EXERCISE DESCRIPTION:
Edit the lines below starting at the one containing "Indicate the patio" and ending at the one containing "x=147, y=171": replace "wine bottle" with "glass bottle" and leave everything else as it is. Return only those lines.

INPUT RECORDS:

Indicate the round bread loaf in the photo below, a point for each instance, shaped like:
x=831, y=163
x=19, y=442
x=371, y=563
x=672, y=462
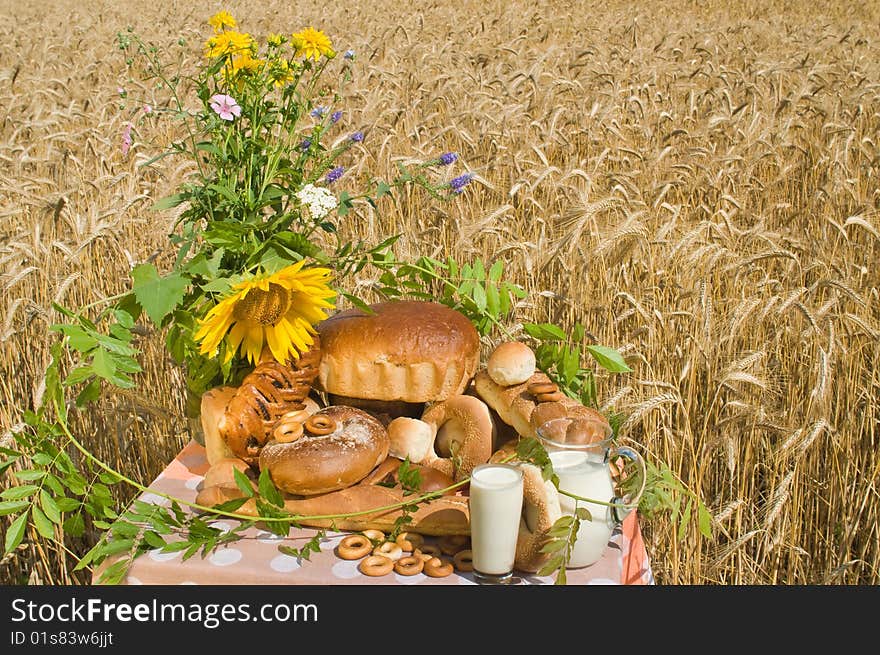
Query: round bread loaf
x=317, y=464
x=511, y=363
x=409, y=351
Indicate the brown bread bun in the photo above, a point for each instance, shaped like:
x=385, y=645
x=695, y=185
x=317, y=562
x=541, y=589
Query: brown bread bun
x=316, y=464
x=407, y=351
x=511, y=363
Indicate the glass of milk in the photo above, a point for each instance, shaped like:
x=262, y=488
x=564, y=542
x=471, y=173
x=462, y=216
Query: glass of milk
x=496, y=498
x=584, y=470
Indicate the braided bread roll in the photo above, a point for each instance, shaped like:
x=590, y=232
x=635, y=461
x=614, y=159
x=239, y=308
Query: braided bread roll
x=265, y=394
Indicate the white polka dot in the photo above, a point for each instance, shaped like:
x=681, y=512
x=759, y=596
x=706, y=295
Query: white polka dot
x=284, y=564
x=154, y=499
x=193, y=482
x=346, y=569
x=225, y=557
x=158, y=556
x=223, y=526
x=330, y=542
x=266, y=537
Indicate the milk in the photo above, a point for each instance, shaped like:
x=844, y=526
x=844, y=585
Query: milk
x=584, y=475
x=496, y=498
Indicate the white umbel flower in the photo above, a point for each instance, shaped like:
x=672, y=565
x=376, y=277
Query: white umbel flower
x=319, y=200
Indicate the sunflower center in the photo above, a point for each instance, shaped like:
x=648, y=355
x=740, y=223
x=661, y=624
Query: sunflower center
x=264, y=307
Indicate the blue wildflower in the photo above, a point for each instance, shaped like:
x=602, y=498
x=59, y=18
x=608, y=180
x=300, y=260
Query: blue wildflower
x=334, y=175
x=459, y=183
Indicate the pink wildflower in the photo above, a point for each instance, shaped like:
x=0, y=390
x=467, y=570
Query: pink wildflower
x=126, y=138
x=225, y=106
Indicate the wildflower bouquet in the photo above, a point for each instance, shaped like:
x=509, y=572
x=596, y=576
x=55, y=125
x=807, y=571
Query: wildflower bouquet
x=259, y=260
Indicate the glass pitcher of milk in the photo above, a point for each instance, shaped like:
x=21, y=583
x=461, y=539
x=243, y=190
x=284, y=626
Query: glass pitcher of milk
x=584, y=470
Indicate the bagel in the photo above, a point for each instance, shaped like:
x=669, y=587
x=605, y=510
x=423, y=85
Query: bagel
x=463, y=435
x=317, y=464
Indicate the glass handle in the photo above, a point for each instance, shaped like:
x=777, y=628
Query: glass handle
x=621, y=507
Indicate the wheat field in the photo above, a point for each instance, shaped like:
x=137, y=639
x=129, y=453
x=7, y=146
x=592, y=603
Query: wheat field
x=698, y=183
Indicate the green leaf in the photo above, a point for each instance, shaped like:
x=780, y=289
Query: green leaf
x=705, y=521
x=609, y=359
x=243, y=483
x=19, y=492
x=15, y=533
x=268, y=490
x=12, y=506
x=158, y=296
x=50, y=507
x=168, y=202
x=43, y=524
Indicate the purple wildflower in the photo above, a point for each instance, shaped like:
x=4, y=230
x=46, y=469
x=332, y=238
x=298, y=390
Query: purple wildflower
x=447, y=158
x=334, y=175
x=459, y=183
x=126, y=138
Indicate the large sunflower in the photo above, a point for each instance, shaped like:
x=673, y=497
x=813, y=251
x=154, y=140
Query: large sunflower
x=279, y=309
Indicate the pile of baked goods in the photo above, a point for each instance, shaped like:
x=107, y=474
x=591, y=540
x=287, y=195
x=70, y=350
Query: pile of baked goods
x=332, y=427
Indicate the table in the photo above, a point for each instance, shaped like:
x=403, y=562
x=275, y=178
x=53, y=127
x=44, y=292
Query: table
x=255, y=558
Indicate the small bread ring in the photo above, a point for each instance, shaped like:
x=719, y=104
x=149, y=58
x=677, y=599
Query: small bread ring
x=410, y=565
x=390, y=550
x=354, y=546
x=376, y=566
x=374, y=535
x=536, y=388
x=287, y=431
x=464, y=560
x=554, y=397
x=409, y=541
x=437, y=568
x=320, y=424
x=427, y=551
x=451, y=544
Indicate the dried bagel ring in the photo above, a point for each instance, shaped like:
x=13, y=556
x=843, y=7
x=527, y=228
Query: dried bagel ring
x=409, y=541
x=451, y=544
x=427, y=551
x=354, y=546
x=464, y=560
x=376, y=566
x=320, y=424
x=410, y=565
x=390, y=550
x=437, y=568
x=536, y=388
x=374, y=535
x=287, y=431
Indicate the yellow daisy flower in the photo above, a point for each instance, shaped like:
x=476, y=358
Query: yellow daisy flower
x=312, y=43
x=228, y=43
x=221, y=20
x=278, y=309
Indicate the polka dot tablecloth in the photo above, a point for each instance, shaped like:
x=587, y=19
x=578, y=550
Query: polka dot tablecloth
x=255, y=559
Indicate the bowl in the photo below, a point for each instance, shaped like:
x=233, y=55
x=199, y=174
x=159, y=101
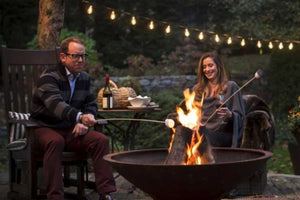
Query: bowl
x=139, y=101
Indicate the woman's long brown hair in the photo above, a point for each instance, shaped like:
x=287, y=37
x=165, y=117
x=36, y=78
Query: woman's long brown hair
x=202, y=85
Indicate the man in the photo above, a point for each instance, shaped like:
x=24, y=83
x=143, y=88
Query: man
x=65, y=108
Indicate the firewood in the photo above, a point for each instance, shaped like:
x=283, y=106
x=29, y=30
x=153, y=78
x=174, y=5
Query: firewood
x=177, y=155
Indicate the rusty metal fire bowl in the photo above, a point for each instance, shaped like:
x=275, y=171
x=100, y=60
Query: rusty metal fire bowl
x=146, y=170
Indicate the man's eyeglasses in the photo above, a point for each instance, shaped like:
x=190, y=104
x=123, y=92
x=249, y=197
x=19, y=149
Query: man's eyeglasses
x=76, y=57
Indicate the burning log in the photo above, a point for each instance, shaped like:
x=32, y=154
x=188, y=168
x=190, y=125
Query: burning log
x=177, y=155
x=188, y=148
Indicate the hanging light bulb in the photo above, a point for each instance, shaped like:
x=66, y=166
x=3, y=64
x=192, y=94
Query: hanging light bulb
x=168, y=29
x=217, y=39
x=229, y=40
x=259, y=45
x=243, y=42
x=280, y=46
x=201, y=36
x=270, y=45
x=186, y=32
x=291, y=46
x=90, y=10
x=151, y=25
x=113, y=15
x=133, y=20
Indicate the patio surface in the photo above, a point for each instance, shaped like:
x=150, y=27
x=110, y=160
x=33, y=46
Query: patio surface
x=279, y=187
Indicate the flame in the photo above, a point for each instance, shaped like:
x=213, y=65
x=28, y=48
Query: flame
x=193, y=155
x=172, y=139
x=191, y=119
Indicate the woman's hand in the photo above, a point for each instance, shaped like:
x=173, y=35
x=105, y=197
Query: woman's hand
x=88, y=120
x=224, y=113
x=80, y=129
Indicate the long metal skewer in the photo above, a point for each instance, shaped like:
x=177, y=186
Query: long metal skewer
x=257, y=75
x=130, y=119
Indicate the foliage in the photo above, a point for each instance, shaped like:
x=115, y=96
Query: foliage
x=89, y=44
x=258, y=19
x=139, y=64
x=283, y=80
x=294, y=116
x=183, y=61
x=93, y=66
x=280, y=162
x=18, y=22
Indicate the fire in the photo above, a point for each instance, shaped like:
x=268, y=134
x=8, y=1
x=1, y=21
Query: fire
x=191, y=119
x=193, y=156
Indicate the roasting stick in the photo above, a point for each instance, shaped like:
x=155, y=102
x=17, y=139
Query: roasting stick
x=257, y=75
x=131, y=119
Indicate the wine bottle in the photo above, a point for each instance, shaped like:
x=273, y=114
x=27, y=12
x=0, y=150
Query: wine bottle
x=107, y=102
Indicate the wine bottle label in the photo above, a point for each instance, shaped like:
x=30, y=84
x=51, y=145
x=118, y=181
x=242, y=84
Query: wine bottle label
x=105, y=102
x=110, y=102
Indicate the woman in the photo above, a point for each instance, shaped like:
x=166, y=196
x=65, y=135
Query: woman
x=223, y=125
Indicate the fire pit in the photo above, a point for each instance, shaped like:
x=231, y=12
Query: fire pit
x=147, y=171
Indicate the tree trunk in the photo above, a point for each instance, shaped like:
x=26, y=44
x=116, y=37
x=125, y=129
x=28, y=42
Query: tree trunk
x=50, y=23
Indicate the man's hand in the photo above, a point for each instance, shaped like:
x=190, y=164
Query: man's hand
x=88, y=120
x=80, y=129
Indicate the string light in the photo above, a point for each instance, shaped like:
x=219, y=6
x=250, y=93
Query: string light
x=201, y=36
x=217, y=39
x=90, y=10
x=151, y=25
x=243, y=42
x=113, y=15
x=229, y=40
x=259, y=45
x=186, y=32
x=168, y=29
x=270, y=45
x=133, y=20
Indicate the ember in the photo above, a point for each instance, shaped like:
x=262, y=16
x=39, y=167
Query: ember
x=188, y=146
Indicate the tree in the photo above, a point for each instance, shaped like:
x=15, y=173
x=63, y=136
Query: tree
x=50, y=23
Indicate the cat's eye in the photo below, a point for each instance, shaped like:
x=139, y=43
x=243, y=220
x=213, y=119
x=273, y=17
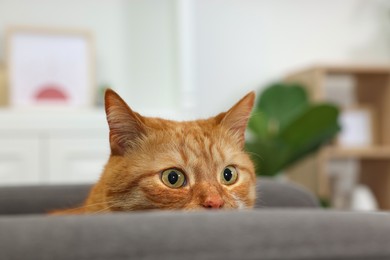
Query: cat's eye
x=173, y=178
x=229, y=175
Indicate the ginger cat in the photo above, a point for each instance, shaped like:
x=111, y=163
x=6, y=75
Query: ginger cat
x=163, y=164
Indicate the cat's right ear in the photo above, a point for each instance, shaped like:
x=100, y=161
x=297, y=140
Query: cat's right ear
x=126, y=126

THE OUTPUT:
Indicate the patio surface in the photo above, a point for each instance, shaped like:
x=150, y=27
x=110, y=160
x=33, y=46
Query: patio surface
x=279, y=187
Indicate the flame in the photo above, a point for each instance, shaped like:
x=213, y=65
x=28, y=48
Query: flame
x=193, y=155
x=172, y=139
x=191, y=119
Indicate the woman's hand in the photo above, a point for each instance, shaped like:
x=173, y=35
x=105, y=197
Query: woman's hand
x=88, y=120
x=224, y=113
x=80, y=129
Indicate the long metal skewer in the photo above, a point for each instance, shaped like:
x=177, y=186
Query: long metal skewer
x=257, y=75
x=130, y=119
Indicate the foliage in the photo above, a point for each instance, shaped like:
x=115, y=96
Query: foliage
x=89, y=44
x=258, y=19
x=139, y=64
x=283, y=80
x=294, y=116
x=183, y=61
x=93, y=66
x=280, y=162
x=18, y=22
Indicate the fire in the photo above, a point for each instance, shaped like:
x=268, y=134
x=8, y=1
x=1, y=21
Query: fire
x=191, y=119
x=193, y=156
Indicate the roasting stick in the photo above, a point for each instance, shaped like:
x=155, y=102
x=17, y=139
Query: roasting stick
x=257, y=75
x=131, y=119
Indicate the glass bottle in the photo above, a point for each instance, shaped like:
x=273, y=114
x=27, y=12
x=0, y=150
Query: glass bottle
x=107, y=102
Indicate the glass bottle label in the photo above, a point for each instance, shaped like:
x=30, y=84
x=51, y=145
x=118, y=181
x=242, y=84
Query: glass bottle label
x=105, y=102
x=110, y=102
Indicate the woman in the photo above, a point for each instance, shaped like:
x=166, y=196
x=65, y=135
Query: woman
x=223, y=125
Indicate the fire pit in the photo above, a point for each instance, shaped like:
x=231, y=12
Query: fire pit
x=147, y=171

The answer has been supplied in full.